(PROVIDED INFORMATION)
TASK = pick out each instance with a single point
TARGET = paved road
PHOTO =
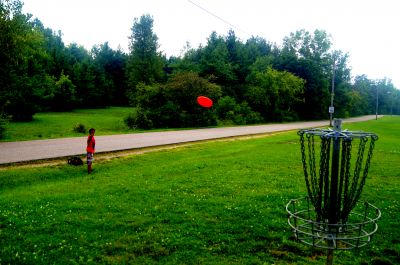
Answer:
(11, 152)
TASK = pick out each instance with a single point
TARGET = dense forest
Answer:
(252, 81)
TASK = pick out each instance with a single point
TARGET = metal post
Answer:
(332, 95)
(376, 109)
(333, 211)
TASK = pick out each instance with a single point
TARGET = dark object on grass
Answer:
(336, 164)
(76, 161)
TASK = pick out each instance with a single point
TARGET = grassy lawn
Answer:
(209, 203)
(47, 125)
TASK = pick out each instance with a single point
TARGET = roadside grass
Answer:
(47, 125)
(209, 203)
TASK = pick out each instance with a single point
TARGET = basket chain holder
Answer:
(331, 216)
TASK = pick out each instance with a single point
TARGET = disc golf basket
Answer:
(335, 164)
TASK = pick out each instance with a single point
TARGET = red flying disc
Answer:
(204, 101)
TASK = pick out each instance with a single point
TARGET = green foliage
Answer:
(139, 119)
(144, 63)
(34, 59)
(210, 203)
(3, 126)
(64, 94)
(275, 94)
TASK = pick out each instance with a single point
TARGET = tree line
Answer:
(252, 81)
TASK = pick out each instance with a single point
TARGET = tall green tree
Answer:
(145, 63)
(275, 94)
(21, 54)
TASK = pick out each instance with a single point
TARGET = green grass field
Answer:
(47, 125)
(209, 203)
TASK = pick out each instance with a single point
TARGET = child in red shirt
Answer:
(91, 142)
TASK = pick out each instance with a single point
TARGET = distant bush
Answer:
(79, 128)
(139, 119)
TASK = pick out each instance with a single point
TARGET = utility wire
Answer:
(218, 17)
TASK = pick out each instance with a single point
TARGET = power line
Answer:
(218, 17)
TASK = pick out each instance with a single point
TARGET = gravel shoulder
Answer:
(25, 151)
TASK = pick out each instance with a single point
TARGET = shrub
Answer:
(79, 128)
(139, 119)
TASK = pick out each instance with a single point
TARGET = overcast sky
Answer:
(366, 29)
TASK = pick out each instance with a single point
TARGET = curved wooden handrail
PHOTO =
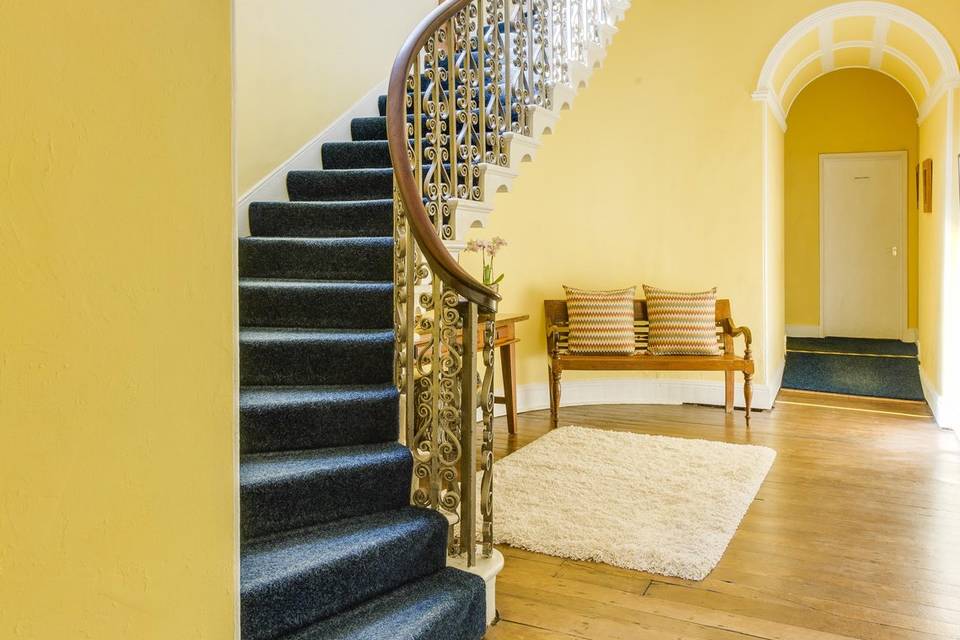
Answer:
(434, 251)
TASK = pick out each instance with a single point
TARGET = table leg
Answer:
(508, 363)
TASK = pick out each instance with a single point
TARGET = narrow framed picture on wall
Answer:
(919, 187)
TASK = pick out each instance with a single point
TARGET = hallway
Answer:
(852, 535)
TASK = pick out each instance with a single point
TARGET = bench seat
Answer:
(560, 358)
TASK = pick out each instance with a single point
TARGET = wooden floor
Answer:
(855, 534)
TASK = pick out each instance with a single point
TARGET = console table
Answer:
(505, 339)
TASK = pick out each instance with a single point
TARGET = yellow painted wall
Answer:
(656, 174)
(774, 252)
(847, 111)
(116, 321)
(933, 145)
(302, 63)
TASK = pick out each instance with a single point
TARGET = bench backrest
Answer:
(556, 316)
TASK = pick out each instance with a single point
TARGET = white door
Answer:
(862, 221)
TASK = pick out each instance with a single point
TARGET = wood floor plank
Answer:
(853, 534)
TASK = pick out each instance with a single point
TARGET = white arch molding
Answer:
(821, 22)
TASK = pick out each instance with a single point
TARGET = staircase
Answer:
(331, 547)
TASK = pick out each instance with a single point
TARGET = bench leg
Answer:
(747, 394)
(728, 380)
(554, 374)
(508, 363)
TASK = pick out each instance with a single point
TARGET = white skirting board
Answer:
(803, 331)
(944, 411)
(533, 397)
(815, 331)
(273, 188)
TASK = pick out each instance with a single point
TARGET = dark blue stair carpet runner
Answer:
(330, 548)
(853, 366)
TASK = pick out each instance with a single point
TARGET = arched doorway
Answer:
(879, 38)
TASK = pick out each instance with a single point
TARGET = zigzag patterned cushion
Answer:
(601, 322)
(682, 324)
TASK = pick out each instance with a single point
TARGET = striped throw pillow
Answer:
(601, 322)
(682, 324)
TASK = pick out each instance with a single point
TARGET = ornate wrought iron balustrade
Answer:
(467, 81)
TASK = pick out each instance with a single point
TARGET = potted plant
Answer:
(488, 249)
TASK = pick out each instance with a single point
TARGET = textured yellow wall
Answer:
(302, 63)
(847, 111)
(933, 145)
(775, 308)
(656, 174)
(116, 321)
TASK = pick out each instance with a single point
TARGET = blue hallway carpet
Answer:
(853, 366)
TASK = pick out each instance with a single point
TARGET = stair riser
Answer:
(330, 220)
(381, 484)
(328, 186)
(315, 362)
(295, 421)
(336, 260)
(322, 307)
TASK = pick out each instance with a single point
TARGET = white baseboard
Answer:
(534, 397)
(273, 188)
(775, 382)
(944, 412)
(803, 331)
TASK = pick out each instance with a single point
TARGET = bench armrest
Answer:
(553, 347)
(734, 331)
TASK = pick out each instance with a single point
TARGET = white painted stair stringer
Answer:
(474, 214)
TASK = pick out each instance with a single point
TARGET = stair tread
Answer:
(288, 418)
(290, 490)
(258, 469)
(360, 240)
(300, 334)
(447, 605)
(359, 285)
(325, 204)
(294, 579)
(269, 559)
(270, 395)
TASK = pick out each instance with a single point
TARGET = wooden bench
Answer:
(560, 358)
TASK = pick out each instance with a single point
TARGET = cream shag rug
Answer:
(651, 503)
(End PROVIDED INFORMATION)
**TO DO:** Without including any image, reproduce the full listing above as written.

**COMPLETED TASK:**
TASK = pick out each instance with a single point
TARGET = paved road
PHOTO =
Answer:
(11, 152)
TASK = pick out each instance with a single point
TARGET = dense forest
Answer:
(252, 81)
TASK = pick out each instance with a single point
TARGET = metal post
Answer:
(332, 95)
(376, 109)
(333, 211)
TASK = pick out each instance with a single point
TARGET = dark object on grass
Answer:
(336, 164)
(76, 161)
TASK = pick out each instance with a single point
TARGET = grassy lawn
Answer:
(209, 203)
(47, 125)
TASK = pick out each instance with a single point
TARGET = roadside grass
Answer:
(47, 125)
(209, 203)
TASK = pick out each instance with a single point
TARGET = basket chain holder
Answer:
(331, 216)
TASK = pick out each instance with a single point
TARGET = disc golf basket
Answer:
(335, 164)
TASK = pick out each instance with a single point
TARGET = red flying disc
Answer:
(204, 101)
TASK = pick out each instance with a single point
TARGET = green foliage
Answer:
(139, 119)
(144, 63)
(34, 59)
(210, 203)
(3, 126)
(64, 94)
(275, 94)
TASK = pick out each instance with a single point
TARGET = tree line
Answer:
(252, 81)
TASK = pick out each instance with a single point
TARGET = tall green tree
Answer:
(145, 63)
(275, 94)
(21, 54)
TASK = pick out each instance with a single point
TARGET = green grass field
Answer:
(47, 125)
(209, 203)
TASK = pick out each instance with a single point
TARGET = child in red shirt
Answer:
(91, 142)
TASK = pick out each instance with a single point
TARGET = distant bush
Answer:
(79, 128)
(139, 119)
TASK = pick out each instance with a single point
TARGET = utility wire
Answer:
(218, 17)
TASK = pick out each instance with a single point
TARGET = power line
Answer:
(218, 17)
TASK = pick out each instance with a single point
TARGET = gravel shoulder
Answer:
(25, 151)
TASK = pick out each instance with a single point
TARGET = shrub
Answer:
(79, 128)
(139, 119)
TASK = pick out each instance with a single point
TARGET = overcast sky
Answer:
(366, 29)
TASK = pick out each instance with a single point
TARGET = curved wooden handrail
PHOTO =
Answer:
(434, 251)
TASK = pick out each instance with a single point
TARGET = table leg
Answer:
(508, 363)
TASK = pick out each instance with a single point
TARGET = narrow framed picture on wall
Answer:
(919, 187)
TASK = pick out each instance with a single point
TARGET = hallway
Answer:
(852, 535)
TASK = pick out each instance with a single point
TARGET = bench seat
Answer:
(560, 358)
TASK = pick out each instance with a single point
TARGET = wooden floor
Answer:
(855, 534)
TASK = pick out each instance with a single point
TARGET = console table
Answer:
(505, 339)
TASK = pick out each instance with a single point
TARGET = yellow painted wall
Answer:
(656, 174)
(774, 252)
(847, 111)
(116, 321)
(933, 145)
(302, 63)
TASK = pick out each instance with a single point
TARGET = bench backrest
Answer:
(556, 316)
TASK = pick out each instance with a single point
TARGET = white door
Answer:
(862, 221)
TASK = pick out each instance with a single point
TARGET = wood floor plank
Answer:
(853, 534)
TASK = pick out each instance with a single point
TARGET = white arch molding
Answer:
(821, 22)
TASK = pick out each instance with a single point
TARGET = staircase
Answer:
(331, 547)
TASK = pick out each instance with a single point
TARGET = bench leg
Answer:
(747, 394)
(728, 380)
(554, 374)
(508, 363)
TASK = pick out each instance with a single point
TARGET = white skirting board
Answer:
(803, 331)
(944, 411)
(533, 397)
(815, 331)
(273, 188)
TASK = pick out each instance with a single point
TARGET = dark blue stair carpet runner
Answer:
(330, 548)
(853, 366)
TASK = pick out each instance with a single point
TARGET = arched doorway
Answer:
(879, 38)
TASK = pick out each instance with a single point
TARGET = zigzag patterned cushion
Answer:
(601, 322)
(682, 324)
TASK = pick out each instance with a single point
TARGET = striped throw pillow
Answer:
(601, 322)
(682, 324)
TASK = pick out each instance with a single point
TARGET = ornate wrought iron balustrade
Answer:
(467, 81)
TASK = pick out each instance with a single point
TARGET = potted plant
Answer:
(488, 249)
TASK = pick out each instance with a single point
TARGET = textured yellow wall
Answer:
(302, 63)
(847, 111)
(933, 145)
(775, 308)
(656, 174)
(116, 321)
TASK = pick out each instance with a single point
TARGET = blue hallway carpet
Answer:
(853, 366)
TASK = pick out each instance with a single point
TARGET = stair riser
Answer:
(330, 220)
(381, 484)
(328, 186)
(315, 362)
(295, 421)
(336, 260)
(322, 307)
TASK = pick out each instance with a single point
TARGET = white baseboard
Answer:
(534, 397)
(273, 188)
(775, 382)
(944, 412)
(803, 331)
TASK = pick out each instance with a single point
TARGET = bench armrest
Answer:
(553, 347)
(734, 331)
TASK = pick out each instance with a single point
TARGET = white painted stair stringer
Answer:
(474, 214)
TASK = pick out each instance with a single point
TARGET = stair tread
Answer:
(288, 418)
(290, 490)
(258, 469)
(360, 240)
(300, 334)
(447, 605)
(359, 285)
(325, 204)
(294, 579)
(269, 559)
(270, 395)
TASK = pick out each instance with a single point
TARGET = wooden bench
Answer:
(560, 358)
TASK = pick out each instance with a single point
TARGET = cream shag rug
Answer:
(651, 503)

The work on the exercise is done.